Source extract:
* * *
From 606be9e6639dc3b24a5af1e8a131673f90aabdca Mon Sep 17 00:00:00 2001
From: Jiaming Yuan <jm.yuan@outlook.com>
Date: Tue, 24 May 2022 20:48:41 +0800
Subject: [PATCH] Handle missing values in one hot splits. (#7934)

---
 src/tree/hist/evaluate_splits.h | 72 ++++++++++++++++++++++++++++-----
 tests/python/test_updaters.py   | 32 +++++++++++++--
 tests/python/testing.py         | 15 ++++++-
 3 files changed, 105 insertions(+), 14 deletions(-)
diff --git a/src/tree/hist/evaluate_splits.h b/src/tree/hist/evaluate_splits.h
index 894edfe325d3..fa6cc718b7f7 100644
--- a/src/tree/hist/evaluate_splits.h
+++ b/src/tree/hist/evaluate_splits.h
@@ -45,14 +45,72 @@ class HistEvaluator {
   // then - there are no missing values
   // else - there are missing values
   bool static SplitContainsMissingValues(const GradStats e, const NodeEntry &snode) {
-    if (e.GetGrad() == snode.stats.GetGrad() &&
-        e.GetHess() == snode.stats.GetHess()) {
+    if (e.GetGrad() == snode.stats.GetGrad() && e.GetHess() == snode.stats.GetHess()) {
       return false;
     } else {
       return true;
     }
   }
 
+  bool IsValid(GradStats const &left, GradStats const &right) const {
+    return left.GetHess() >= param_.min_child_weight && right.GetHess() >= param_.min_child_weight;
+  }
+
+  /**
+   * \brief Use learned direction with one-hot split. Other implementations (LGB, sklearn)
+   *        create a pseudo-category for missing value but here we just do a complete scan
+   *        to avoid making specialized histogram bin.
+   */
+  void EnumerateOneHot(common::HistogramCuts const &cut, const common::GHistRow &hist,
+                       bst_feature_t fidx, bst_node_t nidx,
+                       TreeEvaluator::SplitEvaluator<TrainParam> const &evaluator,
+                       SplitEntry *p_best) const {
+    const std::vector<uint32_t> &cut_ptr = cut.Ptrs();
+    const std::vector<bst_float> &cut_val = cut.Values();
+
+    bst_bin_t ibegin = static_cast<bst_bin_t>(cut_ptr[fidx]);
+    bst_bin_t iend = static_cast<bst_bin_t>(cut_ptr[fidx + 1]);
+    bst_bin_t n_bins = iend - ibegin;
+
+    GradStats left_sum;
+    GradStats right_sum;
+    // best split so far
+    SplitEntry best;
+
+    auto f_hist = hist.subspan(cut_ptr[fidx], n_bins);
+    auto feature_sum = GradStats{
+        std::accumulate(f_hist.data(), f_hist.data() + f_hist.size(), GradientPairPrecise{})};
+    GradStats missing;
+    auto const &parent = snode_[nidx];
+    missing.SetSubstract(parent.stats, feature_sum);
+
+    for (bst_bin_t i = ibegin; i != iend; i += 1) {
+      auto split_pt = cut_val[i];
+
+      // missing on left (treat missing as other categories)
* * *
Goal 1: Print the part of the patch from "From 606be9e6639dc3b24a5af1e8a131673f90aabdca Mon" up to and including "hot splits. (#7934)".
The patch and the rows come from two unrelated sources.
* * *
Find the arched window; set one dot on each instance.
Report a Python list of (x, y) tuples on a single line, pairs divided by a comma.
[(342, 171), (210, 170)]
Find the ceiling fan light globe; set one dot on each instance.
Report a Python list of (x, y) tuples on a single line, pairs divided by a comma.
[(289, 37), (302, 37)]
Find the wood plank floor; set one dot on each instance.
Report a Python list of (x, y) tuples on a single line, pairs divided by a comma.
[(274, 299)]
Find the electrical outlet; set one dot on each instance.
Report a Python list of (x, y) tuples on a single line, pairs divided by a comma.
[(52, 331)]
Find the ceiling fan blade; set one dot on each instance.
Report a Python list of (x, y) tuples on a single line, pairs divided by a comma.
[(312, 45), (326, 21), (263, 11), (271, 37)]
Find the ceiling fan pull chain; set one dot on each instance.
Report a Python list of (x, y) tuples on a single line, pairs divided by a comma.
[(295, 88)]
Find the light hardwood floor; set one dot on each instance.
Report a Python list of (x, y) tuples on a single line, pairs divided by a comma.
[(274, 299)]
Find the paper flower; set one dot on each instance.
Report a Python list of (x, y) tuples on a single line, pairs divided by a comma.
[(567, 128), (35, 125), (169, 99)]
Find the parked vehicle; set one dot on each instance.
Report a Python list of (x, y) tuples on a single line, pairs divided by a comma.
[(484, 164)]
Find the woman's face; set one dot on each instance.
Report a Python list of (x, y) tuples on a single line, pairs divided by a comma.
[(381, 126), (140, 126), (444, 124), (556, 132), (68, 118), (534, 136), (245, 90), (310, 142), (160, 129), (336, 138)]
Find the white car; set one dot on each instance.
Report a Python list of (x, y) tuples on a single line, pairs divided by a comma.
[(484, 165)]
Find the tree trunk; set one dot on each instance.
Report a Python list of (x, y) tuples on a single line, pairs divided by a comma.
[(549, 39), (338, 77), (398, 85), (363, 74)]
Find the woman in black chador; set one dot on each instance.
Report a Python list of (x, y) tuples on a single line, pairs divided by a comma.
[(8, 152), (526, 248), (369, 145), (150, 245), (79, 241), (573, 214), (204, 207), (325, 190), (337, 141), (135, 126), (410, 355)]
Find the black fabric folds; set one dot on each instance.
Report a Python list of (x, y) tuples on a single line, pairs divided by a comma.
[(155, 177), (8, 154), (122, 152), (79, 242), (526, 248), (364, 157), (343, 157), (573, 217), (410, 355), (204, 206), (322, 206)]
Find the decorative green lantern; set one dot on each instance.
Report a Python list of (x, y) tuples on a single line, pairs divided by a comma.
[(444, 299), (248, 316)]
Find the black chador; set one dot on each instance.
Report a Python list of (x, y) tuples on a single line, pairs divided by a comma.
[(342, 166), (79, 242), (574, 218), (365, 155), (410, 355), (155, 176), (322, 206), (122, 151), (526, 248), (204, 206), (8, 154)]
* * *
Goal 2: Rewrite the rows from their first line up to and including the line with "[(342, 171), (210, 170)]", changing "arched window" to "tall window" and leaving everything else as it is. Return only those lines.

Task result 1:
From 606be9e6639dc3b24a5af1e8a131673f90aabdca Mon Sep 17 00:00:00 2001
From: Jiaming Yuan <jm.yuan@outlook.com>
Date: Tue, 24 May 2022 20:48:41 +0800
Subject: [PATCH] Handle missing values in one hot splits. (#7934)

Task result 2:
Find the tall window; set one dot on each instance.
Report a Python list of (x, y) tuples on a single line, pairs divided by a comma.
[(342, 171), (210, 170)]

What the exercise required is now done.